_Your task:_ Please pull every line below that contains the string "basketball". Treat uppercase and lowercase as different.

_Listing:_
** BEGIN **

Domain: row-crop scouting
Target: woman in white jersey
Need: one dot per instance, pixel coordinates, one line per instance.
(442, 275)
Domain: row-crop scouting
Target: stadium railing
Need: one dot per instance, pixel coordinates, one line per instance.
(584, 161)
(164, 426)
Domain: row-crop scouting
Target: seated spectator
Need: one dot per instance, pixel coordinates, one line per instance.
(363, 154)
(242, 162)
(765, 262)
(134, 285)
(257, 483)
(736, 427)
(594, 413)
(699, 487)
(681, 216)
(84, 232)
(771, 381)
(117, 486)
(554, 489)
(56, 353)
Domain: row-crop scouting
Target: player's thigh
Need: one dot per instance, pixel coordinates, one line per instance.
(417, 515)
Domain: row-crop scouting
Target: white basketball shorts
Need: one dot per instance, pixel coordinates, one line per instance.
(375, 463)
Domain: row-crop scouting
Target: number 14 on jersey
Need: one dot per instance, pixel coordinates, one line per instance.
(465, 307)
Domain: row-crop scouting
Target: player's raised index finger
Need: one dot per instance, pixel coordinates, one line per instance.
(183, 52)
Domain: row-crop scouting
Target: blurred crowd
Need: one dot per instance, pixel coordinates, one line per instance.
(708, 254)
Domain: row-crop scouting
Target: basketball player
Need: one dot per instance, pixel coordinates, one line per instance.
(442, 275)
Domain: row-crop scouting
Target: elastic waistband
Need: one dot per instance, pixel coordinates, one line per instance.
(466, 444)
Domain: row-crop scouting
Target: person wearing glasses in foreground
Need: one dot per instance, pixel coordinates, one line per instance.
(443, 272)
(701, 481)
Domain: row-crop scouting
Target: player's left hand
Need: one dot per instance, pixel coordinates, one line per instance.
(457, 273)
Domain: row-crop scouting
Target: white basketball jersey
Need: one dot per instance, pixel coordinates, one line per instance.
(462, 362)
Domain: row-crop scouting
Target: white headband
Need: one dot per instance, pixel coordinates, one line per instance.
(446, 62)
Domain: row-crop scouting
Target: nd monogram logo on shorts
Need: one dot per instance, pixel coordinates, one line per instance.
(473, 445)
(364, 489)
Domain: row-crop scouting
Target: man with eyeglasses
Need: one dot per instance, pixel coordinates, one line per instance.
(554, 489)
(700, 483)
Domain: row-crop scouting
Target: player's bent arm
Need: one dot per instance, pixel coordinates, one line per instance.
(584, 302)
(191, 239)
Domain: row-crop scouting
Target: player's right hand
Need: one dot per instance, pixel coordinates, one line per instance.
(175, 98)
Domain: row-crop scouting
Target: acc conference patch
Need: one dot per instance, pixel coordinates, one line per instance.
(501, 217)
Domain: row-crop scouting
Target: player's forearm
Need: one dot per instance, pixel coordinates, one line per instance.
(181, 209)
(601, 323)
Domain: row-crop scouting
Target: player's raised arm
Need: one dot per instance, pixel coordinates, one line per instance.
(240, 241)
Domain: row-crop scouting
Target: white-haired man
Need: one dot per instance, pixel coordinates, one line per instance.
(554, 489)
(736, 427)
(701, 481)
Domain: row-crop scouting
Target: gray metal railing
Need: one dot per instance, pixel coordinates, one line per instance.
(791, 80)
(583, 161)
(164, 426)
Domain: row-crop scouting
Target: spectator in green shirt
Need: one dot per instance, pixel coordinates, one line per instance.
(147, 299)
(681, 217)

** END **
** BEGIN **

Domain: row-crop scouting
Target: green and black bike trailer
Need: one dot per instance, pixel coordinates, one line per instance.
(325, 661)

** END **

_Full answer:_
Target: white basketball shorts
Target: basketball player
Target: white basketball jersey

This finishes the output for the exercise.